▸ Text
It's been nearly 3 weeks since Spartathlon and I think I am still in a sort of elated form of shock. It's the same format every year, but the race never fails to surprise, and it feels the same same but oh so different each time. This was to be my fourth attempt, with 2 previous finishes and one extremely painful DNF. An important one then, would it be an extra time winner to make it 3-1 to Strachan? Or a horrifying away goal from Sparta to equalise at 2-2? I desperately wanted to join the likes of legends Paul Ali and James Adams on a 3-1 scoreline, but maybe I should not have re-read Mr Adams' blog about his single DNF!

Now I'm Ready to Start

Yep, been here before. Acropolis at 7am on the last Friday of September. It's our wedding anniversary, i'm sorry Rosie!! Been training pretty good, mood is high in the British camp. It's been a great day and a half greeting old friends and making new ones. But it's always just a little bit different each time here at the start line. I feel reasonably relaxed, but whether that's a good thing or not I just don't know. Do i have the same utmost determination to finish I had in '17 and '18, where absolutely nothing was going to get in my way (Zorba!!!)? Or am I taking it all a little bit for granted. Complacency at this race could easily be the single biggest error I could make. But also you can't just muster up something other than what you're feeling at the time. I tell myself i'll deal with whatever comes up, that a bit of experience will see me through. How close that was to get I currently have no clue. Wonderful vibes with Jeff, Jane, AJ, Amanda, Davie Boy and Jim Lad and all the BST at the start. We do the Jimmy huddle, he manages not to head-butt me this time! Let's Get This F***ing Done Boys. Photos with the BST banner. I stand at the back of the field, give my customary Good Luck to Bala from Hungary (I think now 8 attempts and so far no finishes, but one day I know it is going to happen and I want to be there to see it my friend. You are a warrior.) , a mighty roar of "Spartaaaa" and we are off.

The Kids are Alright

Early miles, just tick along, but the theme is set. I am slow. Why, I do not know, maybe I should have worn a watch. I'd decided to try to not let individual check point times get in my head, but as a result I was just a bit off the pace. Lots of leap-froggy dove-tailing back and forth with wonderful people. Mr Jason Skirrow, one of our coaching clients, provides great company for many of the early miles. Also Dominic Osman-Allu, who has had a very tough year with injury and is glad to be here. I feel obliged to try to impart words of wisdom, and as ever feel like a total twat. What do I know, if it feels this different for me how can I expect to advise anyone else? The big hill out of Athens comes and goes, as does a drop bag with some sugary stuff at CP4, and before too long we are getting the most wonderful boost from the high fiving kids of Elefsina. Sometimes I despair of the world, but honestly if we just gave it all to the kids right now they'd probably fix it within 10 years.

Point annotation dataset records:
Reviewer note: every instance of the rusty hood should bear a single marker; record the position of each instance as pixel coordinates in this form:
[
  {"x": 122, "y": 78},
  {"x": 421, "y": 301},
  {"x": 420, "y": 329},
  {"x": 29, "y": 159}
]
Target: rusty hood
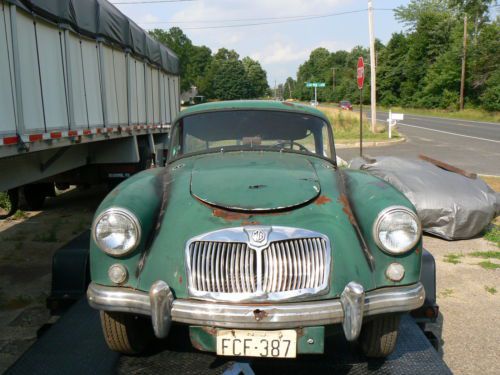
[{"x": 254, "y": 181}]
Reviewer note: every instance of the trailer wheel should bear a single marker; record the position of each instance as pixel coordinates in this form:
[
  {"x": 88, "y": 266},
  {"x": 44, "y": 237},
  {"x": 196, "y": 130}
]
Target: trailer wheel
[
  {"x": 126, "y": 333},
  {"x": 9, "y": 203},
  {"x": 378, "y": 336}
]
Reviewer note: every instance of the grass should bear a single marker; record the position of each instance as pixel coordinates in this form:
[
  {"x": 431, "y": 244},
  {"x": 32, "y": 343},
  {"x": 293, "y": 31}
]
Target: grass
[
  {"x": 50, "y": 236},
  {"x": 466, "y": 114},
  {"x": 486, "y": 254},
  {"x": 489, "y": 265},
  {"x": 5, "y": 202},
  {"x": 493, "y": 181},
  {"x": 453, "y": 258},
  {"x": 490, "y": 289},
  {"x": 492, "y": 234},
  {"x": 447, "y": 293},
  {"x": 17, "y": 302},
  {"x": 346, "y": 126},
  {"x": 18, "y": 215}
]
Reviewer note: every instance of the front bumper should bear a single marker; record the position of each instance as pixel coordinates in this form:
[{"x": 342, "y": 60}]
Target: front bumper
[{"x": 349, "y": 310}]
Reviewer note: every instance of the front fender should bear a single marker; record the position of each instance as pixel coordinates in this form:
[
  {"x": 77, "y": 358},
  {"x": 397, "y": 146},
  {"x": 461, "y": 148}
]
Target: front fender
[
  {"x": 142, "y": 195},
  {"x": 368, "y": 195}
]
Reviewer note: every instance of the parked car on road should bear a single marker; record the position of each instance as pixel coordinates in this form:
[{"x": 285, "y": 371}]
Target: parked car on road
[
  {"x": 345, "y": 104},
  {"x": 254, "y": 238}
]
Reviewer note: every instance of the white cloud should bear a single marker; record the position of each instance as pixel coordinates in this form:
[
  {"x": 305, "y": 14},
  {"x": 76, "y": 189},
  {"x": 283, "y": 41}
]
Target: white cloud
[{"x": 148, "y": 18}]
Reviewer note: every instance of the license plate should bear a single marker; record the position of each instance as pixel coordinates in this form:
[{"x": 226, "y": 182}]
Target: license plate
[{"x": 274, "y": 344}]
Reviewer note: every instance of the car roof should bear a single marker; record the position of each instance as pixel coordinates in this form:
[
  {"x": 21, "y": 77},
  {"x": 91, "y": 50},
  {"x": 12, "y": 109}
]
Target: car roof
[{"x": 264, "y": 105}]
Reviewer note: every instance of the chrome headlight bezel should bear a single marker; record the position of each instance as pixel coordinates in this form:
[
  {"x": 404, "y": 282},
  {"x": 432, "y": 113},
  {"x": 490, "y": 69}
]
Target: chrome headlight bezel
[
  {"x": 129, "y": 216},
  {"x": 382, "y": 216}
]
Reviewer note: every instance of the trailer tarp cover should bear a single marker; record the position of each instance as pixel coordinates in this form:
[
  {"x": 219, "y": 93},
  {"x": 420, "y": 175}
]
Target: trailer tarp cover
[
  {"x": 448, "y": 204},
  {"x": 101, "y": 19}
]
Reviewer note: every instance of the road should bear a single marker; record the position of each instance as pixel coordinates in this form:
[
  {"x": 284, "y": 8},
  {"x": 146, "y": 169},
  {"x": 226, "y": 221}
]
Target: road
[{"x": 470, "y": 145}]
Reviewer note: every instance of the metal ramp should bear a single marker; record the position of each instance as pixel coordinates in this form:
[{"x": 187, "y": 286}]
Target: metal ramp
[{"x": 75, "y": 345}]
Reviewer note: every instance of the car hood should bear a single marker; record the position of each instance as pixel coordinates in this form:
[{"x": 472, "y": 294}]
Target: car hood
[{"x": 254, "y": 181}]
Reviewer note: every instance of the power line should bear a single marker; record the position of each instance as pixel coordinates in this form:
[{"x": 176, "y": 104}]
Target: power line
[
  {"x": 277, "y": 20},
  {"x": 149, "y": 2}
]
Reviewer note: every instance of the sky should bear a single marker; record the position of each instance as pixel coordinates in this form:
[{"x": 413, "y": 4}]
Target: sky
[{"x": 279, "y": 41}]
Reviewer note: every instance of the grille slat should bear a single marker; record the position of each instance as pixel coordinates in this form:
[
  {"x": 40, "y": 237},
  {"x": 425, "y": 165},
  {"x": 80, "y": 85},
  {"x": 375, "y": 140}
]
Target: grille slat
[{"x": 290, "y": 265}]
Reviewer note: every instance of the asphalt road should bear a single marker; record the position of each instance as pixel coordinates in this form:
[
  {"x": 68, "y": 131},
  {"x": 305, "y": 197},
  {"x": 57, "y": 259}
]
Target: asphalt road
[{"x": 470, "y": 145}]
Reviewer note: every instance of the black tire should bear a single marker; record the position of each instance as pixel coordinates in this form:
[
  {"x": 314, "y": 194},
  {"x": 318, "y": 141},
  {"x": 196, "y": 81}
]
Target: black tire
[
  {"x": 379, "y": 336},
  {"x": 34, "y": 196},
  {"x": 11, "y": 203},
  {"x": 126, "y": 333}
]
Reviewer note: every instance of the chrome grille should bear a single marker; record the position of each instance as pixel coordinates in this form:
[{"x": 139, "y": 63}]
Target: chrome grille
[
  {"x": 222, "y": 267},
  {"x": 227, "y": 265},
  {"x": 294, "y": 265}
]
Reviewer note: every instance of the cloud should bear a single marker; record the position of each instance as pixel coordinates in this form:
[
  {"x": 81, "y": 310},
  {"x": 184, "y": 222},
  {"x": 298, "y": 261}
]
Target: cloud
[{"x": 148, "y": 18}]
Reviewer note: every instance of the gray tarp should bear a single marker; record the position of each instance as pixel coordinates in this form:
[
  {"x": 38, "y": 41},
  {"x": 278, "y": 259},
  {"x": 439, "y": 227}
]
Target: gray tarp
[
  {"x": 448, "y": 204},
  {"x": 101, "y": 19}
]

▸ Task brief
Print the stretch of the Spartathlon race account from "It's been nearly" through "his single DNF!", word for word.

▸ Response to this exercise
It's been nearly 3 weeks since Spartathlon and I think I am still in a sort of elated form of shock. It's the same format every year, but the race never fails to surprise, and it feels the same same but oh so different each time. This was to be my fourth attempt, with 2 previous finishes and one extremely painful DNF. An important one then, would it be an extra time winner to make it 3-1 to Strachan? Or a horrifying away goal from Sparta to equalise at 2-2? I desperately wanted to join the likes of legends Paul Ali and James Adams on a 3-1 scoreline, but maybe I should not have re-read Mr Adams' blog about his single DNF!